#### Set exercise:
Reproduce every one of the entries below verbatim, omitting the pictures from your answer.

## Begin Records for the task

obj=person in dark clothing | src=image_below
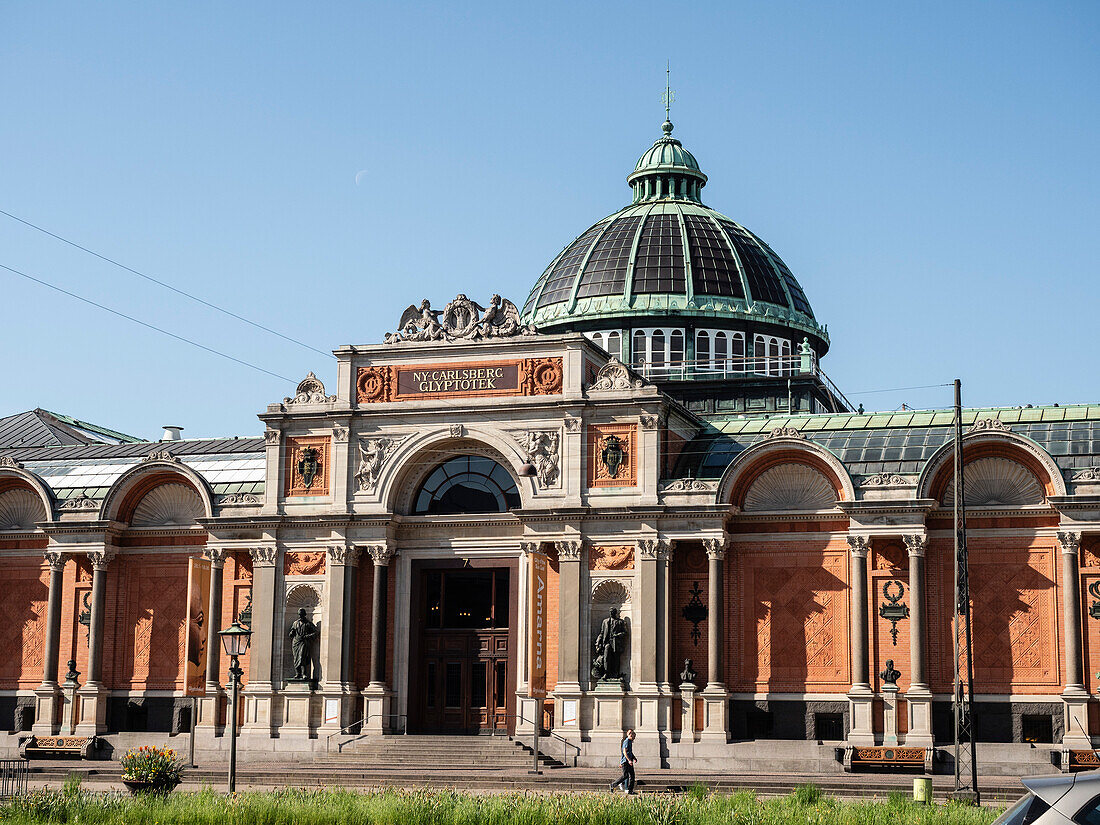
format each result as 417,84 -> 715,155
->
611,729 -> 638,794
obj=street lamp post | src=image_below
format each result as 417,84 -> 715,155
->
218,622 -> 252,793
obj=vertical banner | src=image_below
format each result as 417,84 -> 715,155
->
184,558 -> 210,696
527,553 -> 547,699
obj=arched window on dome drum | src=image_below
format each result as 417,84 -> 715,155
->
695,329 -> 711,371
630,329 -> 649,370
413,455 -> 519,516
669,329 -> 684,377
649,329 -> 668,375
604,332 -> 623,359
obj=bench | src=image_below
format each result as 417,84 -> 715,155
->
20,736 -> 97,759
843,745 -> 936,773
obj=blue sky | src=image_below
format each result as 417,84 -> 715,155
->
0,1 -> 1100,438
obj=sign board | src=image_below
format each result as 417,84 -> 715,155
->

## End Records for the task

#### Response below:
obj=person in dark clothing | src=image_below
format each result as 417,84 -> 715,155
->
611,729 -> 638,794
obj=street lamp post | src=image_below
format each result as 417,84 -> 715,155
->
218,622 -> 252,793
obj=vertical banner | src=image_below
format each result as 417,84 -> 715,155
->
184,558 -> 210,696
527,553 -> 547,699
obj=arched window on dome drum | src=image_below
format each result as 417,84 -> 715,155
->
695,329 -> 711,371
630,329 -> 649,370
413,455 -> 519,516
669,329 -> 684,377
649,329 -> 668,375
604,332 -> 623,359
obj=bench | src=image_below
format each result as 417,84 -> 715,155
->
20,736 -> 97,759
843,745 -> 936,773
obj=blue sky | src=image_below
format each result as 417,84 -> 715,155
->
0,1 -> 1100,438
obj=sign board | src=image_below
format each result as 417,84 -> 715,155
->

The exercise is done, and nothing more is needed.